In this section, an end-to-end update engine is built by implementing the various interfaces of the disclosed architecture described in the previous section, to build an end-to-end update engine. In particular, the implementation of two update engines is described based on two different point update facilities. A novel stream based update engine is described that is built using a pull based streaming API (StaX, see, “StAX: The Streaming API for XML,” http://stax.codehaus.org/) for XML and a second, using the well known DOM API.

Query Executor

In one exemplary embodiment, Saxon (see, M. Kay, “SAXON, The XSLT and XQuery Processor,” http://saxon.sourceforge.net/), a high performance open source XQuery engine, is employed to implement the Query Executor interface 420 in both of the update engines implementation Saxon's API includes methods that execute an XQuery given as a string and return the result as either a DOM node-list or a stream. An example of a method in the Saxon API to execute an XQuery expression is:

XQueryExpression.run(DynamicQueryContext env, javax.xml.transform.Result result,

java,.util Properties outputProperties)

EXTRACTED MATERIAL |
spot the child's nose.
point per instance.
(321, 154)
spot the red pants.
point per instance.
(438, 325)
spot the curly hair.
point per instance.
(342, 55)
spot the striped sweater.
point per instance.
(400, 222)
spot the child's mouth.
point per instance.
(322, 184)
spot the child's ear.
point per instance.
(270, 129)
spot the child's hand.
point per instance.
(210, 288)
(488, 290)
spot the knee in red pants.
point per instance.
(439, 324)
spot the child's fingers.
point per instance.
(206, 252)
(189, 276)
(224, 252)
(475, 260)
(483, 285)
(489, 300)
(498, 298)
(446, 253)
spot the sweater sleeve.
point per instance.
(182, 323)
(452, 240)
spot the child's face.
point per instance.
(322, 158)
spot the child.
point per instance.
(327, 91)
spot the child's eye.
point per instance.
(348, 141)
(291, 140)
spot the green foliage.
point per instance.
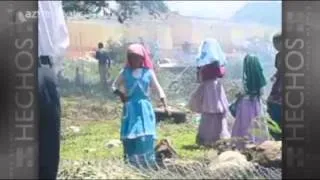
(126, 9)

PROBLEM TO SOLVE |
Resume the passage on building an XML update engine, picking up after its last line.

REPLY |
The method is used that returns the result as a DOM node-list to implement the Query Executor 420 in the DOM based update engine and the method that returns the result as a stream, to implement the Query Executor 420 in the StAX based implementation. This choice is made to simplify the implementation of an Update Converter 430, as described below. FIG. 9 illustrates exemplary pseudo code 900 for the executeQuery( ) method of the DOM-based Query Executor 420 using Saxon.

Update Converter

As previously indicated, the implementation of an Update Converter 430 depends upon the implementation of the Query Executor 420 and the Update Evaluator 470. Similarly, the implementation of CUpdate 460 depends upon the implementation of Update Converter 430. First, the implementation of CUpdate subclasses in the two update engines is described and then the Update converter 430 is described.

CUpdate. The member variables of the CUpdate implementation in the two update engines are described. The implementation of the execute( ) method is discussed later in the section.

In the DOM-based implementation of all the CUpdate subclasses, the visible identifier of the target node of the update is stored as integer, and the update content is stored as a Xerces DOM node-list.

Similarly, in the StAX based implementation of CUpdate subclasses the visible identifier of the target node is stored as integer, where as the update content is stored as a string

Update Content

While translating the DOM-based XQueryResult object to DOM-based CUpdate, the Update Converter 430 needs to translate the update content from the Saxon's implementation of DOM (source) to that of the Update Evaluator (target). This is done using the Update evaluator's implementation of the DOM API's import( ) function.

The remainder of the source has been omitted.